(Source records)
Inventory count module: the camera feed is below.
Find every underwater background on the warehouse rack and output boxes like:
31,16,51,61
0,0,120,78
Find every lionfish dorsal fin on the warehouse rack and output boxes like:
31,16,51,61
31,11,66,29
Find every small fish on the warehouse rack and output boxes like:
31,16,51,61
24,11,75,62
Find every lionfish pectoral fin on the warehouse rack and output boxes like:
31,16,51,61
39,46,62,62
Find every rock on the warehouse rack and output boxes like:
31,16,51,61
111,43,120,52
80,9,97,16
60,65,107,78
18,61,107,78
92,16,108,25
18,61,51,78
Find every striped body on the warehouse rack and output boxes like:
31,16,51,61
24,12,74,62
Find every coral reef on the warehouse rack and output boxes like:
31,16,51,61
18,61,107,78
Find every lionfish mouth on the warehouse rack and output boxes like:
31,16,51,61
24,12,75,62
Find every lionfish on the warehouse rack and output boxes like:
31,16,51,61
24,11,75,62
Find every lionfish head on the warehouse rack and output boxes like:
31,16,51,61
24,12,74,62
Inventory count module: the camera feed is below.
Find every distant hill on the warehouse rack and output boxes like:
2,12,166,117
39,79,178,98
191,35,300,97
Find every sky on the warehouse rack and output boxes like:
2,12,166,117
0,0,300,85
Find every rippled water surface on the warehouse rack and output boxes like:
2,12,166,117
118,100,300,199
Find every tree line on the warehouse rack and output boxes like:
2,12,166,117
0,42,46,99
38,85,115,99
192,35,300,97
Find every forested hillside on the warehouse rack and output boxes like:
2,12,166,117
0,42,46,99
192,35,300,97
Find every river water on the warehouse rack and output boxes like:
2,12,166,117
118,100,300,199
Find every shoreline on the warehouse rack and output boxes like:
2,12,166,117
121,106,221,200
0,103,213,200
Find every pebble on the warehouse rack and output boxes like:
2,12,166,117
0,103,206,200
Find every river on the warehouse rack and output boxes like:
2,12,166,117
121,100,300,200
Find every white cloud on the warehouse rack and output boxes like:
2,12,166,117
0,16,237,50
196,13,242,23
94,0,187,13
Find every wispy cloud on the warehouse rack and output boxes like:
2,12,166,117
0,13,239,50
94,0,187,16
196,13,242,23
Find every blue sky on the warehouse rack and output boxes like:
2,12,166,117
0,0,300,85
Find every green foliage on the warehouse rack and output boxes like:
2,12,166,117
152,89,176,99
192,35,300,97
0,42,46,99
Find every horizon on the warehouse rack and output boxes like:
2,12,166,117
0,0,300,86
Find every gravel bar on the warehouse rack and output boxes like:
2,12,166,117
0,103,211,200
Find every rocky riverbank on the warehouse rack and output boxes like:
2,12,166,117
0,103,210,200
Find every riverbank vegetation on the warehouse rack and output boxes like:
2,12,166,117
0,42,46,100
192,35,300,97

AIM:
Please format every line of the data above as a Markdown table with the columns "Row" and "Line", skipping blank lines.

IN RESPONSE:
| Row | Line |
|---|---|
| 1 | Inventory count module: the camera feed is below. |
| 2 | Find every underwater background on the warehouse rack and output boxes like: |
| 3 | 31,16,51,61 |
| 4 | 0,0,120,78 |
| 5 | Find every lionfish dorsal fin on the warehouse rack and output boxes like: |
| 6 | 31,16,51,61 |
| 7 | 31,11,66,29 |
| 8 | Find every small fish on the warehouse rack and output boxes like: |
| 9 | 31,16,51,61 |
| 10 | 24,11,75,62 |
| 11 | Find every lionfish pectoral fin on the warehouse rack and output boxes like: |
| 12 | 31,16,51,61 |
| 13 | 39,46,62,62 |
| 14 | Find every rock on the warehouse rack and output boxes like: |
| 15 | 31,16,51,61 |
| 16 | 111,43,120,52 |
| 17 | 80,9,97,16 |
| 18 | 60,65,107,78 |
| 19 | 18,61,107,78 |
| 20 | 92,16,108,25 |
| 21 | 18,61,51,78 |
| 22 | Find every striped body on the warehouse rack and output boxes like: |
| 23 | 31,16,51,61 |
| 24 | 24,12,74,62 |
| 25 | Find every coral reef on the warehouse rack and output boxes like: |
| 26 | 31,16,51,61 |
| 27 | 18,61,107,78 |
| 28 | Find every lionfish mouth on the warehouse rack and output boxes like: |
| 29 | 31,16,51,61 |
| 30 | 24,12,75,62 |
| 31 | Find every lionfish on the warehouse rack and output boxes like: |
| 32 | 31,16,51,61 |
| 33 | 24,11,75,62 |
| 34 | Find every lionfish head on the warehouse rack and output boxes like: |
| 35 | 31,16,51,61 |
| 36 | 24,12,74,62 |
| 37 | Inventory count module: the camera feed is below. |
| 38 | Find every distant hill on the warehouse rack and output boxes like: |
| 39 | 2,12,166,117 |
| 40 | 39,79,178,98 |
| 41 | 191,35,300,97 |
| 42 | Find every sky on the warehouse rack and output boxes like: |
| 43 | 2,12,166,117 |
| 44 | 0,0,300,85 |
| 45 | Find every rippled water surface on the warehouse rack and output boxes like: |
| 46 | 2,12,166,117 |
| 47 | 118,100,300,199 |
| 48 | Find every tree line on the warehouse rack and output boxes like: |
| 49 | 2,12,166,117 |
| 50 | 0,42,46,99 |
| 51 | 38,85,115,99 |
| 52 | 192,35,300,97 |
| 53 | Find every forested hillside on the warehouse rack and output boxes like: |
| 54 | 2,12,166,117 |
| 55 | 0,42,46,99 |
| 56 | 192,35,300,97 |
| 57 | Find every river water on the warehouse rack and output boxes like: |
| 58 | 2,12,166,117 |
| 59 | 118,100,300,199 |
| 60 | Find every shoreline on the warehouse rack and output boxes like: |
| 61 | 2,12,166,117 |
| 62 | 121,106,221,200 |
| 63 | 0,103,213,200 |
| 64 | Find every pebble on the warehouse rack and output boxes like: |
| 65 | 2,12,166,117 |
| 66 | 0,103,206,200 |
| 67 | Find every river on the warehouse rack and output boxes like: |
| 68 | 2,12,166,117 |
| 69 | 121,100,300,200 |
| 70 | Find every white cloud on the warehouse rack and output boxes like: |
| 71 | 2,12,166,117 |
| 72 | 0,16,237,50 |
| 73 | 196,13,242,23 |
| 74 | 94,0,187,13 |
| 75 | Find every wispy cloud on the warehouse rack and output boxes like: |
| 76 | 2,12,166,117 |
| 77 | 0,13,239,50 |
| 78 | 94,0,187,16 |
| 79 | 196,13,242,23 |
| 80 | Find every blue sky on the warehouse rack and output boxes like: |
| 81 | 2,12,166,117 |
| 82 | 0,0,300,85 |
| 83 | Find every green foliage on the warehouse rack and output boxes like: |
| 84 | 2,12,166,117 |
| 85 | 152,89,176,99 |
| 86 | 192,35,300,97 |
| 87 | 0,42,46,99 |
| 88 | Find every horizon on the warehouse rack and output boxes like: |
| 89 | 2,12,166,117 |
| 90 | 0,0,300,86 |
| 91 | Find every gravel bar on the warehouse rack and output boxes like: |
| 92 | 2,12,166,117 |
| 93 | 0,103,211,200 |
| 94 | Find every rocky riverbank on the warehouse rack and output boxes like: |
| 95 | 2,12,166,117 |
| 96 | 0,103,210,200 |
| 97 | Find every riverbank vegetation on the warehouse rack and output boxes like: |
| 98 | 2,12,166,117 |
| 99 | 0,42,46,100 |
| 100 | 192,35,300,97 |